### Work item
Reproduce exactly, from the line containing "Task: Indicate the thick", every line down to the end of the data below.
Start of Data for analysis
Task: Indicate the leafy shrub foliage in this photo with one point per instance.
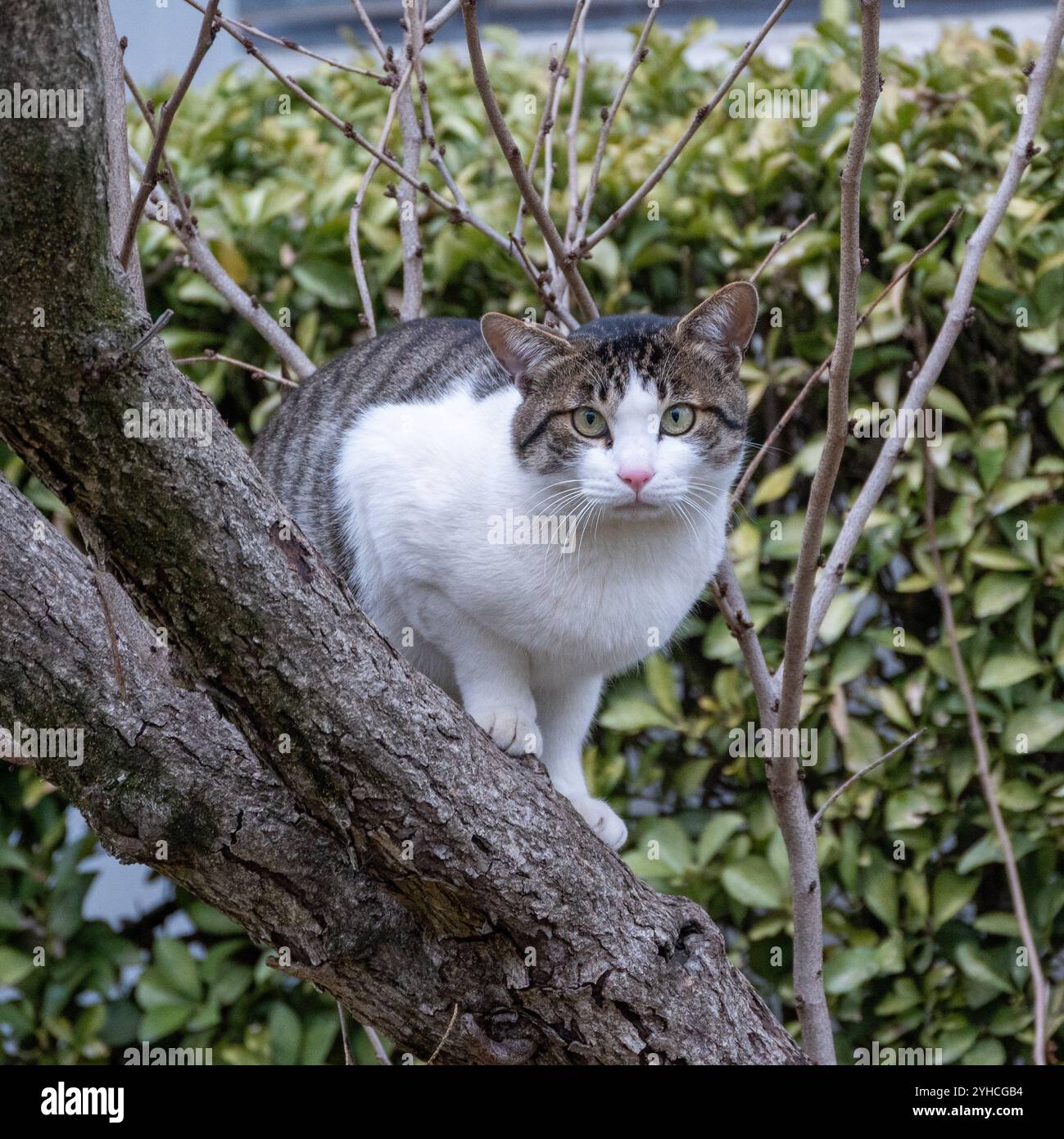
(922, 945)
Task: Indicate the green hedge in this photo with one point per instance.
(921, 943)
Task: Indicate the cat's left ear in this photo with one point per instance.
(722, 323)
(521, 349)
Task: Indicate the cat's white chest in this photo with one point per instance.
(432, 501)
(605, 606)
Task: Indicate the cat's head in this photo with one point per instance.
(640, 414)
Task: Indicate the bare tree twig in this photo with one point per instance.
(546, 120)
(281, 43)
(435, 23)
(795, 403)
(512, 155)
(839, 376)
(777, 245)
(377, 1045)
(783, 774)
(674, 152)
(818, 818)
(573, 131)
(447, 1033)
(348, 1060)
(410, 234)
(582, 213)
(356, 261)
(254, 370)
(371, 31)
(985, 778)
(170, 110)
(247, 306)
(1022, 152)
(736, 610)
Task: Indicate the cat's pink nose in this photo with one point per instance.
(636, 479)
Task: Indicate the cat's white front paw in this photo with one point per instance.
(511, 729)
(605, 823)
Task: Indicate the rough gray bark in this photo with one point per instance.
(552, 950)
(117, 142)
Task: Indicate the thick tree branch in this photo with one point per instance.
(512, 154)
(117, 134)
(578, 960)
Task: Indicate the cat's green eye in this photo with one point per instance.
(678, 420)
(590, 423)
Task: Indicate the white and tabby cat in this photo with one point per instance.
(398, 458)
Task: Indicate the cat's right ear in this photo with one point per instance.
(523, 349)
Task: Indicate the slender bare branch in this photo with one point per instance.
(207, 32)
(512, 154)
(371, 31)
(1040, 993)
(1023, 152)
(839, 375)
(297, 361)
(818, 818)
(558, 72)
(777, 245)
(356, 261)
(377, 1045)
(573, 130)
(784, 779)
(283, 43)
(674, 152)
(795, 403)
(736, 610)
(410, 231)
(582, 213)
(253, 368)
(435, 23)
End of Data for analysis
### Response to this task
Task: Indicate the thick tree branch in this photo with one point per instance.
(512, 154)
(117, 134)
(578, 960)
Task: Indicate the cat's green eye in this photo with one point per instance.
(678, 420)
(590, 423)
Task: Indicate the white and tabby cat in this photo with one point per instance.
(398, 458)
Task: Indicate the cat's right ear in this photo with one point per instance.
(523, 349)
Task: Indicate the slender bare branch in this photo with one point per instance.
(207, 32)
(512, 154)
(371, 31)
(1040, 993)
(1023, 152)
(839, 375)
(297, 361)
(818, 818)
(558, 72)
(777, 245)
(356, 261)
(377, 1045)
(573, 130)
(784, 779)
(283, 43)
(674, 152)
(795, 403)
(736, 610)
(410, 231)
(582, 213)
(253, 368)
(435, 23)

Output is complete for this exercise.